- [Task prompt]:
Copy all of the material below word for word, leaving the pictures out.

- [Data shown]:
##############################
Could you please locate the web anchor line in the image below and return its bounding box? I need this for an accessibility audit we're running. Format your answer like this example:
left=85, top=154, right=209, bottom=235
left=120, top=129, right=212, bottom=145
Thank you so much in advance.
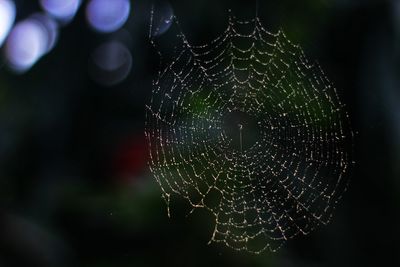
left=145, top=8, right=354, bottom=254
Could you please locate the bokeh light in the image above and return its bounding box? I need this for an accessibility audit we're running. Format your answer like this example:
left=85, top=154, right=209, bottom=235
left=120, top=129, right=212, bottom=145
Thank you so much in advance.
left=151, top=2, right=174, bottom=36
left=0, top=0, right=16, bottom=46
left=89, top=41, right=132, bottom=86
left=40, top=0, right=81, bottom=22
left=86, top=0, right=131, bottom=33
left=5, top=14, right=58, bottom=73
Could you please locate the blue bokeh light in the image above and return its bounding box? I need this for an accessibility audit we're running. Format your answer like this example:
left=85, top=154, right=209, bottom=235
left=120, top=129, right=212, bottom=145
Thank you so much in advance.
left=86, top=0, right=131, bottom=33
left=40, top=0, right=81, bottom=22
left=5, top=14, right=58, bottom=73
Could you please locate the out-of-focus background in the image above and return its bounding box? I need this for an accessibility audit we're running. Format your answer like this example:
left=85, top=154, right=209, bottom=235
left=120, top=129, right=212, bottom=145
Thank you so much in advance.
left=0, top=0, right=400, bottom=267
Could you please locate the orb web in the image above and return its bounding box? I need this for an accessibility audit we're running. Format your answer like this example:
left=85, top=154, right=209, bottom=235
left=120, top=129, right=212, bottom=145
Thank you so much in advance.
left=145, top=11, right=353, bottom=253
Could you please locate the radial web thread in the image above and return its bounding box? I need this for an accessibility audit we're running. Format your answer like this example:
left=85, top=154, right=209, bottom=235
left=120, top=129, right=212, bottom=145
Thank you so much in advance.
left=145, top=15, right=353, bottom=253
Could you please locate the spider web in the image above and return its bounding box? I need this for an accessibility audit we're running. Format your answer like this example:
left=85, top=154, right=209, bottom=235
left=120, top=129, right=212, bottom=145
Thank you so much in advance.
left=145, top=9, right=353, bottom=253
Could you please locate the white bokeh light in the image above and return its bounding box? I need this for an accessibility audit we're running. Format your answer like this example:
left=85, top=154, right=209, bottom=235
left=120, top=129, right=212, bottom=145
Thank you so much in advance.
left=86, top=0, right=131, bottom=33
left=40, top=0, right=81, bottom=22
left=5, top=14, right=58, bottom=73
left=0, top=0, right=16, bottom=46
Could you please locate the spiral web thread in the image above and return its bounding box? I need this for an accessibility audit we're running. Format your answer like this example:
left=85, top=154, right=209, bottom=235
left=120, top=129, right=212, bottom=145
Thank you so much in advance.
left=145, top=11, right=353, bottom=253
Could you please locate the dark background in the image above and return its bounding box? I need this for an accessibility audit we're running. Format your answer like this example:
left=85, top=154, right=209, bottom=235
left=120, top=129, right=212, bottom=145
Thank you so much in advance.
left=0, top=0, right=400, bottom=267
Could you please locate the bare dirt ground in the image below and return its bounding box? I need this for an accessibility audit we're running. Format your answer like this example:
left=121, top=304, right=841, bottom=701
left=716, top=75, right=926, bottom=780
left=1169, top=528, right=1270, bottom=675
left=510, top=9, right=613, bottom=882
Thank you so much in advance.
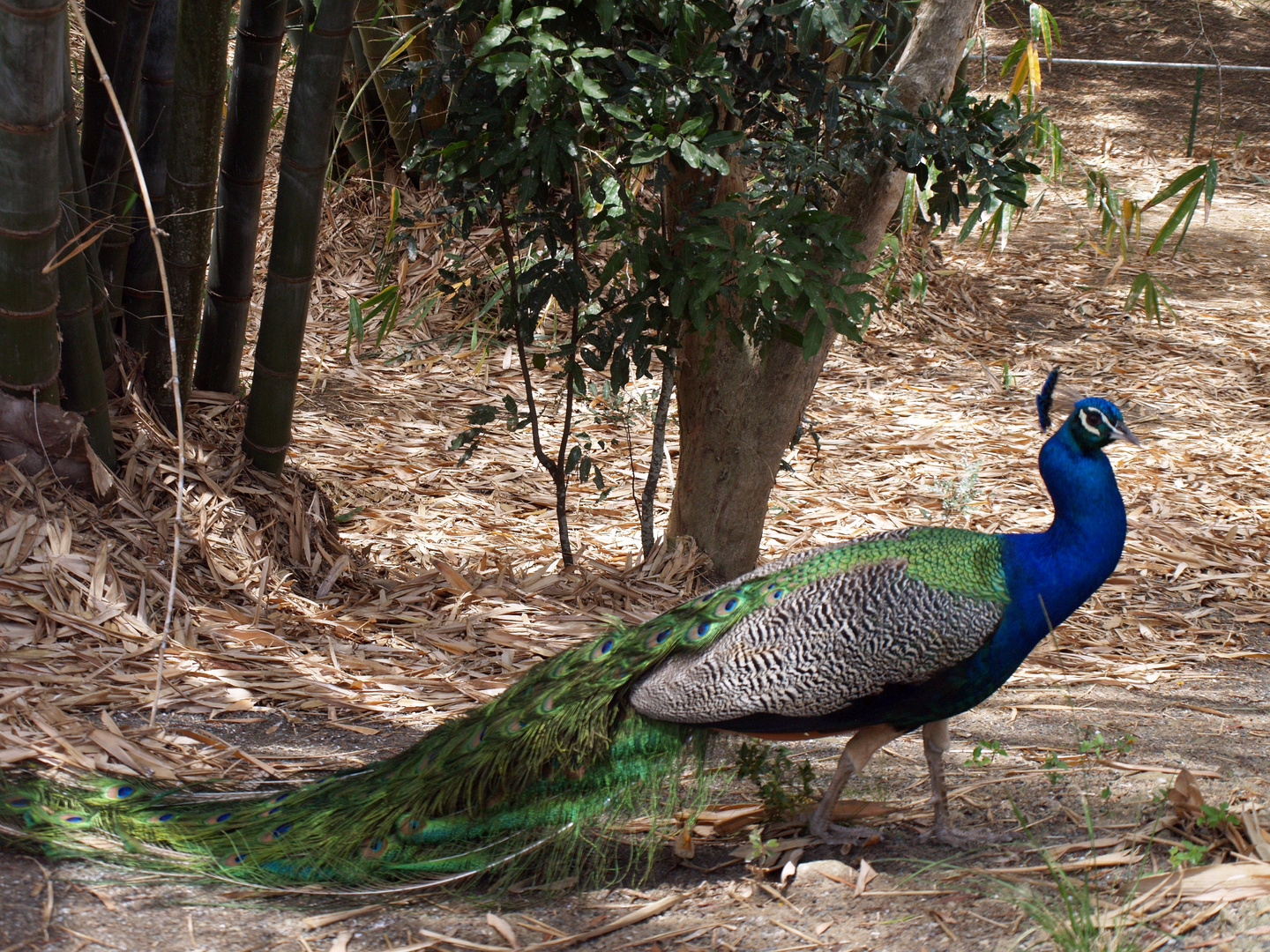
left=0, top=1, right=1270, bottom=952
##############################
- [Task answer]:
Could you please locate the web anchor line in the image below and return its bounding box? I need this for an accessibility audit we're running. Format your answer like this example:
left=85, top=154, right=209, bottom=235
left=120, top=129, right=212, bottom=145
Thank you so much in advance.
left=145, top=8, right=354, bottom=254
Could you please locate the bokeh light in the image above and return its bounding box? I need this for an accessibility audit we're running. Format your answer like this example:
left=85, top=154, right=209, bottom=235
left=120, top=129, right=212, bottom=145
Thank you so much in advance.
left=151, top=2, right=174, bottom=36
left=0, top=0, right=16, bottom=46
left=89, top=41, right=132, bottom=86
left=40, top=0, right=81, bottom=22
left=86, top=0, right=131, bottom=33
left=5, top=14, right=58, bottom=73
Could you please locate the blue bokeh light in the image above and return its bounding box? I need this for an accessibility audit we're running. Format your answer like this example:
left=85, top=154, right=209, bottom=235
left=120, top=129, right=212, bottom=145
Thank you so much in advance.
left=86, top=0, right=131, bottom=33
left=40, top=0, right=81, bottom=22
left=5, top=14, right=58, bottom=73
Could you please locate the out-of-focus background in the image above and return its bounding box? I need this for an accessibility audit we're running. Format your answer like this example:
left=85, top=154, right=209, bottom=235
left=120, top=129, right=212, bottom=145
Thank you so much in advance.
left=0, top=0, right=400, bottom=267
Could you please locate the orb web in the image above and return its bounding box? I need this for an accessibility audit we're running. Format your answer like this example:
left=85, top=154, right=209, bottom=235
left=120, top=129, right=212, bottom=145
Thank you so much in advance.
left=145, top=11, right=353, bottom=253
Could you please locate the radial web thread in the image above and return its bounding box? I need this for an accessibility audit we're running. Format your answer like this example:
left=85, top=154, right=209, bottom=235
left=120, top=129, right=212, bottom=145
Thank you so much in advance.
left=145, top=15, right=353, bottom=253
Could you please locate the spider web in the image above and return its bounding box? I need this for an accessibility audit we're running. Format your answer like this example:
left=85, top=154, right=209, bottom=235
left=120, top=129, right=212, bottom=145
Thank you so much in advance.
left=145, top=9, right=353, bottom=253
Could you please locate the white bokeh light in the image above and return its bounding box? I need this for an accessibility audit we're running. Format your answer like this example:
left=85, top=154, right=209, bottom=235
left=120, top=129, right=212, bottom=145
Thank you so much in advance.
left=86, top=0, right=131, bottom=33
left=40, top=0, right=81, bottom=22
left=5, top=14, right=58, bottom=73
left=0, top=0, right=16, bottom=46
Could you please locate the spiral web thread in the image above and return its bounding box? I need this for an accessibility audit we're running. Format your answer like this example:
left=85, top=154, right=209, bottom=235
left=120, top=129, right=212, bottom=145
Thank you so much in advance.
left=145, top=11, right=353, bottom=253
Could you please locate the dark background in the image above and return its bounding box? I need this for an accessibility audit we're running. Format your answer like this example:
left=85, top=154, right=209, bottom=235
left=120, top=129, right=212, bottom=145
Thank you so much in advance.
left=0, top=0, right=400, bottom=267
Could you please locate the bare dirt ground in the image below and return its bounding box? I need this for an accessibility audit we're running. Format your answer like this example:
left=121, top=304, right=841, bottom=701
left=716, top=75, right=926, bottom=780
left=1169, top=528, right=1270, bottom=675
left=510, top=9, right=613, bottom=882
Thank you so much in advance.
left=0, top=1, right=1270, bottom=952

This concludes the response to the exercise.